__What is being asked__
Copy out the rows word for word, beginning with the line that contains "Mark one point on every instance of the woman's dark" and continuing through the line that contains "x=650 y=506", including both of those lines.

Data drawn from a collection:
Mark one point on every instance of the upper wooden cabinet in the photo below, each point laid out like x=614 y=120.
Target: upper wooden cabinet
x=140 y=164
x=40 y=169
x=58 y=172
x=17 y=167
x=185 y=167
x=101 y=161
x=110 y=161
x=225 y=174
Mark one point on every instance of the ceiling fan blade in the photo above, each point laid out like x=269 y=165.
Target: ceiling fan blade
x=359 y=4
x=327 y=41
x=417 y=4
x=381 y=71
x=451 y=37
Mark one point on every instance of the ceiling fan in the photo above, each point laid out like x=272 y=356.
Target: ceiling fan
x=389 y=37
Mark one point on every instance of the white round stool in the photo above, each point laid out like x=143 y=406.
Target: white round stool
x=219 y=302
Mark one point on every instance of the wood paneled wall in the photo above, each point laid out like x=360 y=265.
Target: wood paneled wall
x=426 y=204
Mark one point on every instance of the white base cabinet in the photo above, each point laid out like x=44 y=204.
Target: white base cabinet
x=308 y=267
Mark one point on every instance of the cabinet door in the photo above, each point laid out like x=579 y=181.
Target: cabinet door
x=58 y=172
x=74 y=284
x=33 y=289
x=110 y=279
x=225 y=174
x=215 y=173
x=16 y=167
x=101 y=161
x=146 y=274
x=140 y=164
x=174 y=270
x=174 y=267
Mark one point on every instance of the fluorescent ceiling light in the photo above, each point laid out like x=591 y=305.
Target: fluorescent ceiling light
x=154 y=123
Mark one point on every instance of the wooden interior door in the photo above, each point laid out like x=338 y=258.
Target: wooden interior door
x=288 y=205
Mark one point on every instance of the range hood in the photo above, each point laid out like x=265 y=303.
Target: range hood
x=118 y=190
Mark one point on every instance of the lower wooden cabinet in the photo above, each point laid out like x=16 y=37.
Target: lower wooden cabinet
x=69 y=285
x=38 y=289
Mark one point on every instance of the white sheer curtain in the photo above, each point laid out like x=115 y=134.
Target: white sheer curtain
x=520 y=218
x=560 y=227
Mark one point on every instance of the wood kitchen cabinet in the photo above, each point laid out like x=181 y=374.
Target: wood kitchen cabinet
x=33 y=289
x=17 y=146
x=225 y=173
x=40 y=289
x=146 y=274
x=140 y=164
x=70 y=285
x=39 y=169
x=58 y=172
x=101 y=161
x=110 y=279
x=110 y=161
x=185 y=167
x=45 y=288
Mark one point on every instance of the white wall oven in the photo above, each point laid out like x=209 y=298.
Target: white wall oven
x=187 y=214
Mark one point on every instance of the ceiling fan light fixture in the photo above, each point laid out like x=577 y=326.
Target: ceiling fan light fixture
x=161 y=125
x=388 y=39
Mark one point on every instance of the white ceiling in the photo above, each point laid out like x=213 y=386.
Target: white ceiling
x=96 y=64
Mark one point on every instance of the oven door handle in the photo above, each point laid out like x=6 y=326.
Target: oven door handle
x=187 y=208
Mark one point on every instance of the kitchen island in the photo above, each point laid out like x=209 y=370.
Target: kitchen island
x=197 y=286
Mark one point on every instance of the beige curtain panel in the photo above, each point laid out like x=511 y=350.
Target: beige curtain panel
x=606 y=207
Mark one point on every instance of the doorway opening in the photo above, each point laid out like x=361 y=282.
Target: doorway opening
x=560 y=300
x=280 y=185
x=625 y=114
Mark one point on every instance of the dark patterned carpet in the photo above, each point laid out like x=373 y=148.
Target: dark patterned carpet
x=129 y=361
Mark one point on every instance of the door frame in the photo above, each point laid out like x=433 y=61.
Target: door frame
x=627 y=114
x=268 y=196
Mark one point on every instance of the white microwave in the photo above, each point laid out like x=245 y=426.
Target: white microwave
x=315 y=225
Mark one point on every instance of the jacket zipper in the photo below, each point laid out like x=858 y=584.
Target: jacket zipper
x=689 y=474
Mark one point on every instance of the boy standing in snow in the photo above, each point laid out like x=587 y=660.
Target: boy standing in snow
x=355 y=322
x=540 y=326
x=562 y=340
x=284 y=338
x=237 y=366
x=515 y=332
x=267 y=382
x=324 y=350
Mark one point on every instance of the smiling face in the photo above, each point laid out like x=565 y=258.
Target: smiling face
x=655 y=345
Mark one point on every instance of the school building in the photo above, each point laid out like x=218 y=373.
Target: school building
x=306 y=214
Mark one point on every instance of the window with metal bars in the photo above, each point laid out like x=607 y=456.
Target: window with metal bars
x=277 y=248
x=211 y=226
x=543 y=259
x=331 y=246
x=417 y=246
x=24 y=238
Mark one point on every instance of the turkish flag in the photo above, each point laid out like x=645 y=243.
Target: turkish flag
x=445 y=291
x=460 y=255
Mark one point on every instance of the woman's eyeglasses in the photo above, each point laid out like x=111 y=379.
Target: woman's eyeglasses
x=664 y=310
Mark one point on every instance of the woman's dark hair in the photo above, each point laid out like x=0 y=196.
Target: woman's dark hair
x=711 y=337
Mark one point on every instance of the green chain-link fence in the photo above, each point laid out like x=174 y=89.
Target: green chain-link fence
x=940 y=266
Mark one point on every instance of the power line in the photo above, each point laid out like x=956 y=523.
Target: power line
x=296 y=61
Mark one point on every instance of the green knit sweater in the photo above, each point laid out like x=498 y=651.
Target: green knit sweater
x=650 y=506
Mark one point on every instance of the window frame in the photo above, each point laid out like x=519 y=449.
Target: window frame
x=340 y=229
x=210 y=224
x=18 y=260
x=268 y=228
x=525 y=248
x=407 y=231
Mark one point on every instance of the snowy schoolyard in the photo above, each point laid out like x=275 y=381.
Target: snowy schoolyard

__In response__
Mark one point on every instance of the woman's dark hair in the photo above, each point laid out like x=0 y=196.
Target: woman's dark hair
x=711 y=337
Mark one point on every instance of the green chain-link fence in the photo above, each point laid out like x=174 y=89.
Target: green chain-link fence
x=940 y=266
Mark one point on every instance of the power line in the photo above, each point laid out like x=956 y=523.
Target: power line
x=296 y=61
Mark one point on every instance of the green knit sweater in the photo above, each point laid out like x=498 y=651.
Target: green knit sweater
x=650 y=506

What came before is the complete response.